*Provided material*:
——

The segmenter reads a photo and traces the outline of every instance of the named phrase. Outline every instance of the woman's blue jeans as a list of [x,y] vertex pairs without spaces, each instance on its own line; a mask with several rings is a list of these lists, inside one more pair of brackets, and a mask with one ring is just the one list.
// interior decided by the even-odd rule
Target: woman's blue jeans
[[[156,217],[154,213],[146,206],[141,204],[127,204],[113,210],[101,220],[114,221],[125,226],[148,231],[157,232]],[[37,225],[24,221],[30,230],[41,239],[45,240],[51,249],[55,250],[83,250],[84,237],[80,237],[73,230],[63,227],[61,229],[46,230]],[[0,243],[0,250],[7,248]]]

——

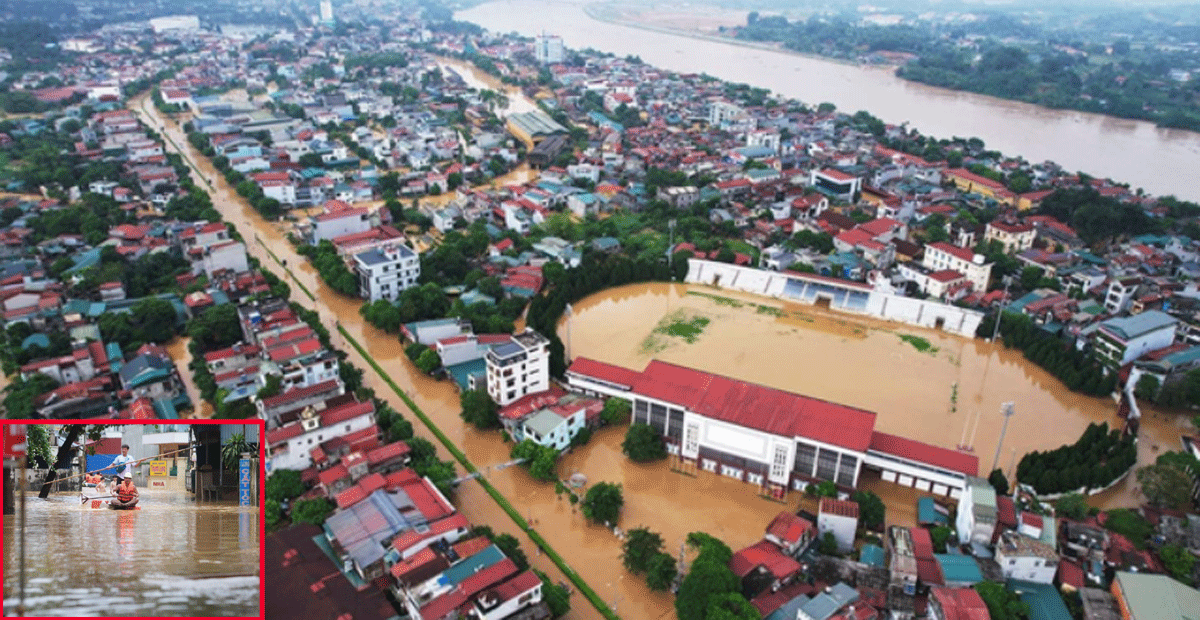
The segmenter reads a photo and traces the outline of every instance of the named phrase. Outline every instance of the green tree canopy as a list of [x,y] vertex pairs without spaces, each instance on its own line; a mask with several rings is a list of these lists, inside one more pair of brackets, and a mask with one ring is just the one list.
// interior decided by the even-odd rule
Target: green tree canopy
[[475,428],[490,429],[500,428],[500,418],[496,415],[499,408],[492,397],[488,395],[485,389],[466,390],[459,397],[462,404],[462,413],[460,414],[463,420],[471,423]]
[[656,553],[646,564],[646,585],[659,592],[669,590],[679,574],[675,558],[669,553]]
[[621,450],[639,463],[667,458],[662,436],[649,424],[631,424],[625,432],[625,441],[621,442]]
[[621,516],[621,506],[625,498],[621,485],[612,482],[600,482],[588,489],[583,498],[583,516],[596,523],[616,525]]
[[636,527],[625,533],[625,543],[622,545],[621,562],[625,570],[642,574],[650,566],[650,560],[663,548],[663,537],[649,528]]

——

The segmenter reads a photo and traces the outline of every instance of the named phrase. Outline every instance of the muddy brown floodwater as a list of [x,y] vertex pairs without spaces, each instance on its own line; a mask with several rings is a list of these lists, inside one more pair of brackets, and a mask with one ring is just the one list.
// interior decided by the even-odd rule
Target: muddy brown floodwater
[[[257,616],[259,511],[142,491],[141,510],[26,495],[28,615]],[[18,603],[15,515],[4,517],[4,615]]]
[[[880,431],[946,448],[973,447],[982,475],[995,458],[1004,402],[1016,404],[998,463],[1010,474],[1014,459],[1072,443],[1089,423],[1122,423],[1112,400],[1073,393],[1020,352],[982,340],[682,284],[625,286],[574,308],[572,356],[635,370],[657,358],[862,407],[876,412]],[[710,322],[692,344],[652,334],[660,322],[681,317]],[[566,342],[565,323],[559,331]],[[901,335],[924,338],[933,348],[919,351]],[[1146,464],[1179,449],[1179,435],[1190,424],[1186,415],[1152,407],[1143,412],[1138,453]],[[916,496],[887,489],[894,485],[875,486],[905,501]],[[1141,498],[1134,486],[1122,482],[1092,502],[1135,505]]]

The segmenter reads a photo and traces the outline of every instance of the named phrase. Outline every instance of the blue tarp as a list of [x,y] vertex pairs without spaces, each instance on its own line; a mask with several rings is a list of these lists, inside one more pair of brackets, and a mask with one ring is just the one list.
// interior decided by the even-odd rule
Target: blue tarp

——

*What needs to be done*: Scan the listing and report each line where the word "tarp" shows up.

*Output for this task*:
The segmenter reads a photo and traces the outline of every instance of the named phrase. Outline every instance of the blue tarp as a list of [x,y] vertex pairs without spaces, each instance on its own line; a mask with several rings is a list of these lists, inside one more pair of brackets, and a mask with one ring is just the one list.
Target: blue tarp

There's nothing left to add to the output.